● About this exercise
Retype the records below exactly as they appear.

--- --- ---

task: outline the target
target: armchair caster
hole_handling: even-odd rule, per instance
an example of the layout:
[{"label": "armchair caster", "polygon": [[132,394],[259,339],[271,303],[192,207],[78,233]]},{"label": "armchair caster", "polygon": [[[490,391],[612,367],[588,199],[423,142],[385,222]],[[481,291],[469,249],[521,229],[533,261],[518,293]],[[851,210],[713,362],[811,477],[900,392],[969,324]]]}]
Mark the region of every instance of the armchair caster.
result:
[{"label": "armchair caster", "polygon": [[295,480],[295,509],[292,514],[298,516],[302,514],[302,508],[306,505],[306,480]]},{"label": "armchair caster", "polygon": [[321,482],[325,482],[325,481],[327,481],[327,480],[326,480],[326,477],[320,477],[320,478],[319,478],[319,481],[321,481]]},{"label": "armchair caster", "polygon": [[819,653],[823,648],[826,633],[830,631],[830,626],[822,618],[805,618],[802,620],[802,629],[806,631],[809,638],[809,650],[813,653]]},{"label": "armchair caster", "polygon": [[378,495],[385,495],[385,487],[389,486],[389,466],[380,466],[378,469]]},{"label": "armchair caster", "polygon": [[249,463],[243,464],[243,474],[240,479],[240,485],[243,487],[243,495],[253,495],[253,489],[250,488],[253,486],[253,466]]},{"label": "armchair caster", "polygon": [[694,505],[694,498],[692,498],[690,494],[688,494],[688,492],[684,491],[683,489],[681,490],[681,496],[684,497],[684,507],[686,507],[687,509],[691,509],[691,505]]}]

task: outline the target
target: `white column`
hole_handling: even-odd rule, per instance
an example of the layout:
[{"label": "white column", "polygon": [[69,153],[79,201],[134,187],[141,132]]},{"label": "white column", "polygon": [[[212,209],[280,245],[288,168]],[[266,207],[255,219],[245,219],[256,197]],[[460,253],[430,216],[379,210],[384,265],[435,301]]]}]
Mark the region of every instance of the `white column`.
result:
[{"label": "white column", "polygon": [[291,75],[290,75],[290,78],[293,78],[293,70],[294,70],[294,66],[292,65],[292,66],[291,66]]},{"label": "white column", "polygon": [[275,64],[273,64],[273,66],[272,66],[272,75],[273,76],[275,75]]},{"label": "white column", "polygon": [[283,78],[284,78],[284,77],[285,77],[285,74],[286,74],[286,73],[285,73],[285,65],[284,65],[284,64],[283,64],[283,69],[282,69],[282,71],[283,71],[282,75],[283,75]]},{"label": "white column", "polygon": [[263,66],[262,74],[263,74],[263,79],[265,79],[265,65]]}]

--- --- ---

● Output for this task
task: outline the target
target: armchair caster
hole_handling: even-odd rule, per instance
an example of the layout:
[{"label": "armchair caster", "polygon": [[132,394],[259,339],[271,303],[192,207],[78,233]]},{"label": "armchair caster", "polygon": [[[490,391],[612,367],[588,199],[423,142],[385,222]],[[481,291],[469,249],[521,229],[533,261],[518,293]],[[851,210],[713,362],[811,477],[900,392],[969,324]]]}]
Mark the region of every instance of the armchair caster.
result:
[{"label": "armchair caster", "polygon": [[295,480],[295,509],[292,514],[298,516],[302,514],[302,508],[306,505],[306,480]]},{"label": "armchair caster", "polygon": [[321,482],[325,482],[325,481],[327,481],[327,480],[326,480],[326,477],[320,477],[320,478],[319,478],[319,481],[321,481]]},{"label": "armchair caster", "polygon": [[819,653],[823,648],[826,633],[830,631],[830,626],[822,618],[805,618],[802,620],[802,629],[806,631],[809,638],[809,650],[813,653]]},{"label": "armchair caster", "polygon": [[378,495],[385,495],[385,487],[389,486],[389,466],[380,466],[378,469]]},{"label": "armchair caster", "polygon": [[249,463],[243,464],[243,474],[240,479],[240,485],[243,487],[243,495],[253,495],[253,489],[250,488],[253,486],[253,466]]},{"label": "armchair caster", "polygon": [[694,505],[694,498],[692,498],[690,494],[688,494],[688,492],[684,491],[683,489],[681,490],[681,496],[684,497],[684,507],[686,507],[687,509],[691,509],[691,505]]}]

task: outline the target
target: `white column`
hole_handling: even-odd rule, per instance
an example of the layout:
[{"label": "white column", "polygon": [[69,153],[79,201],[134,187],[141,132]]},{"label": "white column", "polygon": [[[212,209],[280,245],[288,168]],[[266,207],[255,219],[245,219],[256,197]],[[460,253],[430,216],[379,210],[384,265],[435,301]]]}]
Mark the region of every instance of the `white column`.
result:
[{"label": "white column", "polygon": [[291,75],[290,75],[290,78],[293,78],[293,70],[294,70],[294,66],[292,65],[292,66],[291,66]]},{"label": "white column", "polygon": [[275,64],[273,64],[273,66],[272,66],[272,75],[273,76],[275,75]]},{"label": "white column", "polygon": [[283,78],[284,78],[284,77],[285,77],[285,74],[286,74],[286,73],[285,73],[285,65],[284,65],[284,64],[283,64],[283,69],[282,69],[282,71],[283,71],[282,75],[283,75]]},{"label": "white column", "polygon": [[263,66],[262,74],[263,74],[263,79],[265,79],[265,65]]}]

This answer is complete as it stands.